Collected data entries:
=====

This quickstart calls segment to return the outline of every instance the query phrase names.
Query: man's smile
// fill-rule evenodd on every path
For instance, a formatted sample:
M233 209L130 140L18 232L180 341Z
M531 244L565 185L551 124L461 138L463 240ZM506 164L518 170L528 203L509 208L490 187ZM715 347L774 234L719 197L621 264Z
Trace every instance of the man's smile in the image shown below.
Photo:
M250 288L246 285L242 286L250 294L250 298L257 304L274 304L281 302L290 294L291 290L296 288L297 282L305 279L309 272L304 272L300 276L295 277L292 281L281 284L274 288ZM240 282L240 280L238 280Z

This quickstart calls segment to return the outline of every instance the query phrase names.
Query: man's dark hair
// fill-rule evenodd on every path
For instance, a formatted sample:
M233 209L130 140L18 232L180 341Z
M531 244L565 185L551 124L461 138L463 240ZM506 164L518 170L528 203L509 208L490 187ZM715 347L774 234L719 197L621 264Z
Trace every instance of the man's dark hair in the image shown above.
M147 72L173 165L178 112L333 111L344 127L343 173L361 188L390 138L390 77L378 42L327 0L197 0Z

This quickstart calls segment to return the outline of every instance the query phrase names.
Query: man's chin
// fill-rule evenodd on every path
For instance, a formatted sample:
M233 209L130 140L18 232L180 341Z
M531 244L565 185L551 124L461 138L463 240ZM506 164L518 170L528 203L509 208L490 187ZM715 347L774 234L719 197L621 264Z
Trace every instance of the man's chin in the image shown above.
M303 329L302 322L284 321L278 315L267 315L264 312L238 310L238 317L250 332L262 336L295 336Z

=====

Task goal: All entries should be restated word for word.

Answer to this exercise:
This quickstart calls segment to return the outline of every instance the query phrase names.
Query: man's smile
// fill-rule evenodd on every path
For instance, a formatted sample:
M233 209L130 140L18 232L180 341Z
M531 244L565 185L551 124L461 138L463 240ZM506 164L518 170L528 203L509 208L490 187ZM715 347L774 234L719 197L621 264Z
Trace every instance of the man's smile in the image shown below.
Photo:
M250 288L246 285L242 286L250 294L250 298L257 304L274 304L281 302L290 294L291 290L296 288L297 282L305 279L309 272L304 272L300 276L295 277L292 281L281 284L274 288ZM240 282L240 280L238 280Z

This quickstart calls segment to return the outline of every instance the query phrase names.
Query: man's dark hair
// fill-rule evenodd on every path
For instance, a formatted sample:
M233 209L130 140L18 232L180 341Z
M531 244L565 185L551 124L461 138L463 240ZM506 164L518 170L528 203L509 208L490 187ZM715 347L774 234L719 197L621 264Z
Trace every instance of the man's dark hair in the image shown above.
M147 72L173 165L178 112L333 111L344 127L343 173L361 188L390 138L390 77L378 42L327 0L197 0Z

This quickstart calls segment to return the outline of every instance the query phrase names.
Query: man's chin
// fill-rule evenodd on every path
For instance, a formatted sample:
M233 209L130 140L18 232L180 341Z
M531 244L565 185L551 124L461 138L463 240ZM506 164L518 170L528 203L509 208L490 187ZM715 347L774 234L719 197L621 264Z
Trace every instance of the man's chin in the image shown above.
M303 329L302 322L284 321L278 315L267 315L264 312L238 310L238 317L250 332L262 336L295 336Z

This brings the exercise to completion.